━━━━━ Entries supplied

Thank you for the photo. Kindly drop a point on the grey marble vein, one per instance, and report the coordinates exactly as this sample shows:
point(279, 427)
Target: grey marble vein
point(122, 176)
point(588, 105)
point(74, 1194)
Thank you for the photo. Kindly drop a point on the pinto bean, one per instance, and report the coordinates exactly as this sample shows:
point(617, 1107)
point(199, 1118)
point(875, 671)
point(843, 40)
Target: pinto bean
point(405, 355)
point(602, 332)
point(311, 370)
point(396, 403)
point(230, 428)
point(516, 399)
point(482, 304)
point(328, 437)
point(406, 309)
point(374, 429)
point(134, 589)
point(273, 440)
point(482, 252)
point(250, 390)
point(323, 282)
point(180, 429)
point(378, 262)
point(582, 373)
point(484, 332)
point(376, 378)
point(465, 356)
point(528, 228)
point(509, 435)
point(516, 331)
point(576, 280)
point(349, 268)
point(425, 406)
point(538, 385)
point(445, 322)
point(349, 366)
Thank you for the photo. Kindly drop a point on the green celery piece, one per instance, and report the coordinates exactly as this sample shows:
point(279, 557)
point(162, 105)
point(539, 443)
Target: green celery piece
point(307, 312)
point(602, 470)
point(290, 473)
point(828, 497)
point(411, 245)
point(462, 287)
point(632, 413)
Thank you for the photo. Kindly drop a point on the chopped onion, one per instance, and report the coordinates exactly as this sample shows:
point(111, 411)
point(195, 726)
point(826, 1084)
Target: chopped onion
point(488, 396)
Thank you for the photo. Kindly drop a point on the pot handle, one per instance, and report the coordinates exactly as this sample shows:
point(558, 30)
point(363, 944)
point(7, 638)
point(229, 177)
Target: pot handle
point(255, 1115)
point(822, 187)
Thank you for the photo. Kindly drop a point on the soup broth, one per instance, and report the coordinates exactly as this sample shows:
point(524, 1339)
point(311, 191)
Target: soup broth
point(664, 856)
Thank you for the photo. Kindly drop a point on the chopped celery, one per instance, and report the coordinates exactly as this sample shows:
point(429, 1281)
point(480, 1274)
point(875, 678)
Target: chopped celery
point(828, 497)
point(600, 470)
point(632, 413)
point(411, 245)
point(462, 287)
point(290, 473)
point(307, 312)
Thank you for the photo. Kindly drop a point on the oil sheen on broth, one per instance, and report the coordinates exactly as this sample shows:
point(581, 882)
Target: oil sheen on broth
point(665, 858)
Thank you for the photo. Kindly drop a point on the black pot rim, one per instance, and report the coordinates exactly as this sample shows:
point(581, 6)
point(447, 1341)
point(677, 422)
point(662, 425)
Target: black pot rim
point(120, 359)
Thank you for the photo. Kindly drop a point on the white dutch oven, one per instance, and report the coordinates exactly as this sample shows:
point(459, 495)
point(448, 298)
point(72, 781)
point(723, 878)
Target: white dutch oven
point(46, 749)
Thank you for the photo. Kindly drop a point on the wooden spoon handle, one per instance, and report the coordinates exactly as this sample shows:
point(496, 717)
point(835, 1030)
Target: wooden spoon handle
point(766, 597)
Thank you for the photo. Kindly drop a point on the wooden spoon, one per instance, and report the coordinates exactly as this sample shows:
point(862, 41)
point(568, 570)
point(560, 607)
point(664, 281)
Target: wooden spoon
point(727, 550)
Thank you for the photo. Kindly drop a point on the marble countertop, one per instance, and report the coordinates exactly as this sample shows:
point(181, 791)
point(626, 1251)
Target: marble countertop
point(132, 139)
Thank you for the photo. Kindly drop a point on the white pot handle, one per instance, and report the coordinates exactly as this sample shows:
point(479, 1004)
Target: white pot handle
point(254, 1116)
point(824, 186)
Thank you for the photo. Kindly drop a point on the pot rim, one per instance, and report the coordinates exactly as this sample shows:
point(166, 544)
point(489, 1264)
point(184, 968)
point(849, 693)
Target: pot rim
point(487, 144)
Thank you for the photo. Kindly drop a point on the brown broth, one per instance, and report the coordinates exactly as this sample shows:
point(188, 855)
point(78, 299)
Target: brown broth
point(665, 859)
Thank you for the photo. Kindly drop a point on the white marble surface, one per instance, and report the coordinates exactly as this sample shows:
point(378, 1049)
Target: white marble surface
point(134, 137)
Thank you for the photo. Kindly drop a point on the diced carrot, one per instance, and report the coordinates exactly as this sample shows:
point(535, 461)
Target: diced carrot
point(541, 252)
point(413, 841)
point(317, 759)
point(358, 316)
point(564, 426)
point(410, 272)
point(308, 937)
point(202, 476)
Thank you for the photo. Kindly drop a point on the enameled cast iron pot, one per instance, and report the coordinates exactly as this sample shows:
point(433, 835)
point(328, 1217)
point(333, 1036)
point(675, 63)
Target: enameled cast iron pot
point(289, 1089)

━━━━━━━━━━

--- Direction ---
Please copy down all of the material above line for line, changing nothing.

--- Output ---
Thank you for the photo. Kindly drop a point on the grey marble vein, one per instance, and report the coordinates exactly as this sample shows:
point(279, 427)
Target: grey marble vein
point(122, 176)
point(588, 105)
point(74, 1194)
Thank you for the photo. Kindly drop a point on the pinto bean, one per instance, and report the coordinates exactly as this sample shows:
point(617, 1107)
point(199, 1118)
point(875, 671)
point(843, 40)
Target: pinto bean
point(405, 355)
point(602, 332)
point(311, 370)
point(396, 403)
point(230, 428)
point(516, 399)
point(482, 304)
point(328, 437)
point(406, 309)
point(374, 429)
point(134, 589)
point(273, 440)
point(482, 252)
point(250, 390)
point(323, 282)
point(180, 429)
point(378, 262)
point(582, 373)
point(484, 332)
point(376, 378)
point(465, 356)
point(528, 228)
point(509, 435)
point(516, 331)
point(576, 280)
point(349, 268)
point(425, 406)
point(538, 385)
point(445, 322)
point(349, 366)
Thank you for the photo. Kindly drop a point on the green celery piece, one per instance, and report the coordinates exactly as this sample shows:
point(279, 557)
point(162, 105)
point(539, 443)
Target: green celery piece
point(307, 312)
point(602, 470)
point(290, 473)
point(828, 497)
point(411, 245)
point(462, 287)
point(632, 413)
Thank you for the photo. Kindly drop a point on the chopped onion, one per instance, and report the coordinates exactly as this sample shows:
point(111, 411)
point(195, 726)
point(826, 1084)
Target: chopped onion
point(488, 396)
Thank you for the photo. Kindly drop a point on the pot handle, one per instance, and report the coordinates exactly as this sample shows:
point(558, 30)
point(363, 944)
point(7, 638)
point(229, 177)
Target: pot handle
point(255, 1115)
point(822, 187)
Thank you for the photo. Kindly drop a point on the soup broth, one per instance, and report the coordinates exactly as this sample shows:
point(524, 1339)
point(311, 191)
Target: soup broth
point(664, 856)
Thank you for the photo. Kindly drop a point on the chopped celery, one per instance, and report the coordinates exactly as this sample shows:
point(429, 1281)
point(480, 1274)
point(875, 678)
Target: chopped celery
point(828, 497)
point(600, 470)
point(632, 413)
point(411, 245)
point(462, 287)
point(290, 473)
point(307, 312)
Thank you for the photo. Kindly drop a point on the oil sheen on broth, one per instance, and report the coordinates exactly as this sample shows:
point(581, 882)
Target: oil sheen on broth
point(665, 858)
Thank you for the photo. Kindly drop a point on the black pot rim, one per instance, and report the coordinates exactly as this sample shows:
point(581, 6)
point(447, 1341)
point(677, 422)
point(662, 425)
Target: black pot rim
point(120, 359)
Thank you for the photo. Kindly drop a point on the white dutch oven, one per instance, and report the coordinates exactly as this sample shows:
point(459, 495)
point(448, 298)
point(72, 781)
point(723, 878)
Target: white dutch oven
point(46, 749)
Thank you for the photo. Kindly drop a point on the wooden spoon handle, one per instance, and report the coordinates exactly as this sample shows:
point(496, 717)
point(835, 1030)
Target: wooden spoon handle
point(766, 597)
Thank you for the photo. Kindly drop a point on the wooden spoon, one per instance, and report the coordinates exactly as this sample shows:
point(862, 41)
point(568, 570)
point(560, 607)
point(664, 281)
Target: wooden spoon
point(727, 550)
Thank you for the photo. Kindly drop a point on the marble countertop, one per instance, and report the coordinates exactly as this sample shows:
point(181, 791)
point(626, 1251)
Target: marble countertop
point(132, 139)
Thank you for the photo. Kindly drop a point on the white pot handle, one per instance, and report the coordinates exactly as this sample shows:
point(479, 1004)
Target: white pot handle
point(254, 1116)
point(824, 186)
Thank you for the photo. Kindly drop a point on the pot rim, one per instance, and report the coordinates exactly as this sample shows:
point(166, 544)
point(489, 1264)
point(184, 968)
point(849, 693)
Target: pot rim
point(487, 144)
Thank you for the photo. Kindly drop a point on the brown broth, one per instance, and report the coordinates exactly as this sample shows:
point(188, 855)
point(78, 299)
Target: brown broth
point(665, 859)
Thank you for the photo. Kindly drop a point on the white marble surface, one per instance, and report the coordinates exactly as this sample shows:
point(378, 1049)
Target: white marble surface
point(134, 137)
Thank you for the photo. Kindly drop a point on the diced carrot, one per instance, and report the coordinates exactly as this sample shows:
point(535, 461)
Target: diced carrot
point(541, 252)
point(413, 841)
point(317, 759)
point(358, 316)
point(564, 426)
point(410, 272)
point(308, 937)
point(202, 476)
Thank you for the photo. Kindly drop a point on the enameled cast iron pot, one per instance, and report the coordinates exactly as this sample shows:
point(433, 835)
point(328, 1217)
point(333, 1036)
point(675, 63)
Target: enameled cast iron pot
point(289, 1089)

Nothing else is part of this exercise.